*What you should do*
In every record below, replace each "jacket" with "coat" and leave everything else unchanged.
* Begin Extracted entries *
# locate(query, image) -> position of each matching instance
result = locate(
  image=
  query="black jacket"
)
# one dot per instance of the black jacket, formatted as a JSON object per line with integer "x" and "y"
* End Extracted entries *
*Solved exercise*
# locate(query, image) -> position of each matching instance
result = locate(
  image=
  query="black coat"
)
# one dot per instance of the black coat, formatted as a JSON object per line with integer "x" and "y"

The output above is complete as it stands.